→ RECORD LIST:
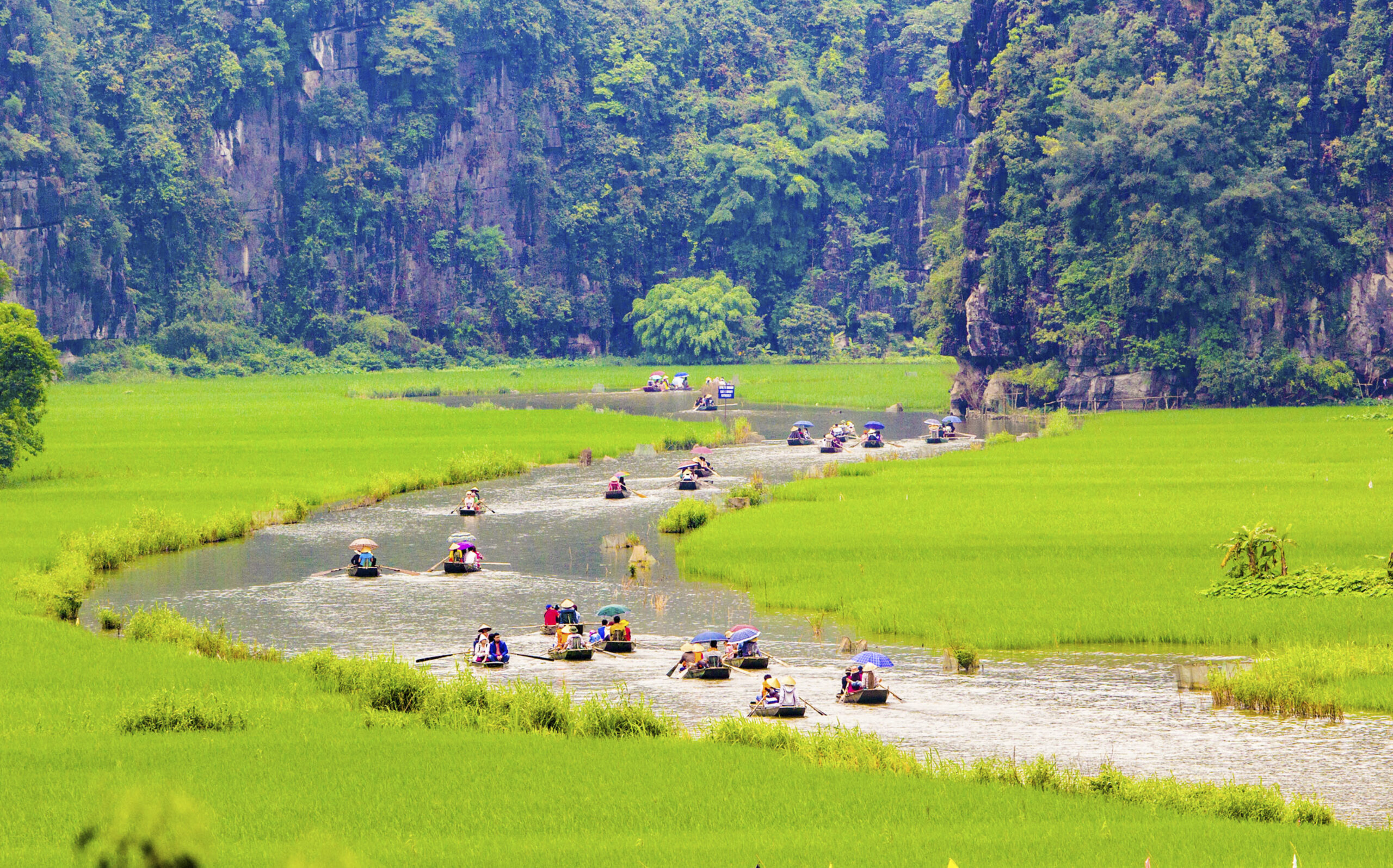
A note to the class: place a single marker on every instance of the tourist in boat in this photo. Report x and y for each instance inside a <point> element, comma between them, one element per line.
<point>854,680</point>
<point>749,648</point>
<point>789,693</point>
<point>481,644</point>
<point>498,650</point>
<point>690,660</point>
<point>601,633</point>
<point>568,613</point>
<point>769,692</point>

--

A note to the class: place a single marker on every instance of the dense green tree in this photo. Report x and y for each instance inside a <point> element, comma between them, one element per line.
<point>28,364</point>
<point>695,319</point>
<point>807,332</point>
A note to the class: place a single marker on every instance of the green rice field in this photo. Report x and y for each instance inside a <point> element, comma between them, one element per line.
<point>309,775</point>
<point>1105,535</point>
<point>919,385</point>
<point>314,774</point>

---

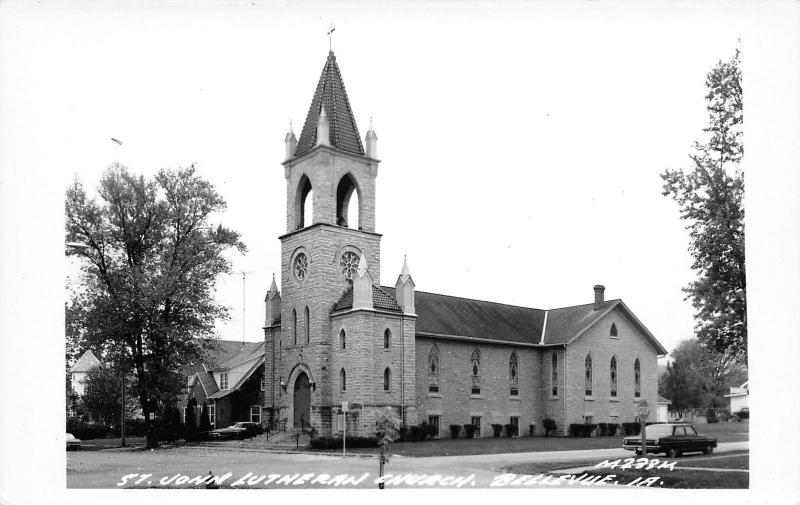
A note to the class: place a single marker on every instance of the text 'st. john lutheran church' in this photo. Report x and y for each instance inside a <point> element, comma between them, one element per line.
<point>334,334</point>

→ GIVEN EXERCISE:
Copy out, unchanged, the stretch of rows from the one containing "of the text" through the one containing "<point>334,334</point>", including both.

→ CORRECT RESPONSE:
A note to the class: place a single marker on every instance of the text 'st. john lutheran church' in this photo. Report x and y for each instance inside a <point> element, comma between them, one element per line.
<point>334,334</point>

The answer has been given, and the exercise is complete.